== PASSAGE
You Can’t Be a Bad Actor Before the SEC Has Crowdfunding Rules

Posted in Capital Formation, Dodd-Frank, JOBS Act

The SEC’s Division of Corporation Finance will consider a bar on so-called “bad actors” from private offerings before announcing rules on crowdfunding under the JOBS Act.  However, we anticipate there will be an additional delay given the turnover at the SEC and the recent departure of its Corp Fin Director.
====
REQUIREMENTS>
a) Reproduce everything in the post on SEC crowdfunding rules from "Posted in Capital" down to "Corp Fin Director.", swapping "turnover" for "leadership change".
b) Carry the post on SEC crowdfunding rules on past its final sentence.
== ENTRIES SHOWN
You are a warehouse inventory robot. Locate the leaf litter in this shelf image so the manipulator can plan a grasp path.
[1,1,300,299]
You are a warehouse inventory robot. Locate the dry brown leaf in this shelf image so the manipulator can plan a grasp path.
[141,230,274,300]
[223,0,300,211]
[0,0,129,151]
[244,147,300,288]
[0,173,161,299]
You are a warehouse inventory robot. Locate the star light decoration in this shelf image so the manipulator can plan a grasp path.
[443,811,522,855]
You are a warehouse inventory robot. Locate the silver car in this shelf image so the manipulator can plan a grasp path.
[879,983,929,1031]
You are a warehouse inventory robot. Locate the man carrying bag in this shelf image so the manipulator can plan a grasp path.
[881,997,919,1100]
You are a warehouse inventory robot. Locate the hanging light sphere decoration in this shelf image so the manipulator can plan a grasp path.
====
ANSWERS TO THE EXERCISE>
a)
Posted in Capital Formation, Dodd-Frank, JOBS Act

The SEC’s Division of Corporation Finance will consider a bar on so-called “bad actors” from private offerings before announcing rules on crowdfunding under the JOBS Act.  However, we anticipate there will be an additional delay given the leadership change at the SEC and the recent departure of its Corp Fin Director.

b)
As you have undoubtedly heard, the SEC has been criticized for delay in propounding these rules by various investor and industry groups.  The SEC is required by the JOBS Act to provide for an exemption for crowdfunding as well as disqualify those persons barred by a state authority from engaging in the securities business, convicted of a felony or misdemeanor relating to the sale of securities, or making false SEC statements.  To complicate matters, the SEC already has a pending Dodd-Frank Act rule to preclude certain “felons and bad actors” from participating in private offerings pursuant to Regulation D.  This proposed rule included certain events that occurred prior to the enactment of the Dodd-Frank Act.  Interestingly, when questioned about the delay, the SEC’s response was there were a lot of comments on this proposed rule. 

We expect that whenever the SEC finally gets around to approving final rules, the criticism and rancor should be deafening.